Please copy the stretch of the interview about The Expats from "Did Kate evolve" through "a spy thriller?" word for word.

- [Document extract]:
╭──

Did Kate evolve as the main character, or was she the heroine from page one? Was the Luxembourg setting a happy accident, or did the city influence your decision to write a spy thriller?

Kate was always the heroine, and the story called The Expats. But when I started writing, it was a very different book-a portrait of a strained marriage set amid a close-knit expat community. Then sitting in a playground, talking to a woman who was obviously reluctant to tell me what she used to do, it occurred to me that I might be-that Kate ought to be-surrounded by people who were hiding big secrets, people who came to a small, secretive place like Luxembourg to escape those secrets. And what’s a greater deception than being a spy? And a spy whose spouse doesn’t know it?

What resources did you rely on to build Kate’s CIA spy-craft skills? Her exit interviews, for example, seem very realistic.

I wanted to write a book about people and marriage and being an expat-things I’d lived-not a book suffused with facts I had culled from other people’s research or experiences. So the espionage-type scenes are entirely imaginary, and they are driven by character and tension, not by spy-craft minutiae.

When I read The Expats, I thought of espionage novelist Helen MacInnes. Which authors influenced you?

╰──

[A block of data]
╭──

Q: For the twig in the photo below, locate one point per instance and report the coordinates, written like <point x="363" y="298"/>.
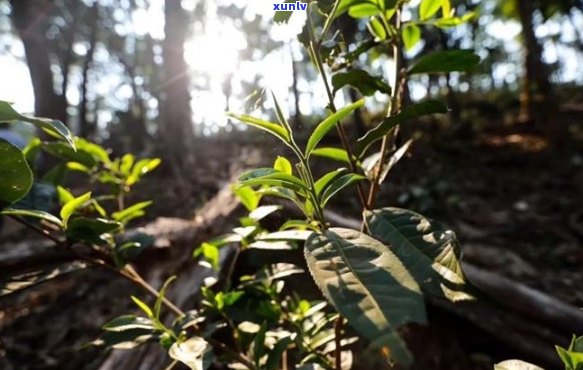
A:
<point x="38" y="230"/>
<point x="314" y="48"/>
<point x="394" y="108"/>
<point x="338" y="342"/>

╰──

- [Complete answer]:
Did Kate evolve as the main character, or was she the heroine from page one? Was the Luxembourg setting a happy accident, or did the city influence your decision to write a spy thriller?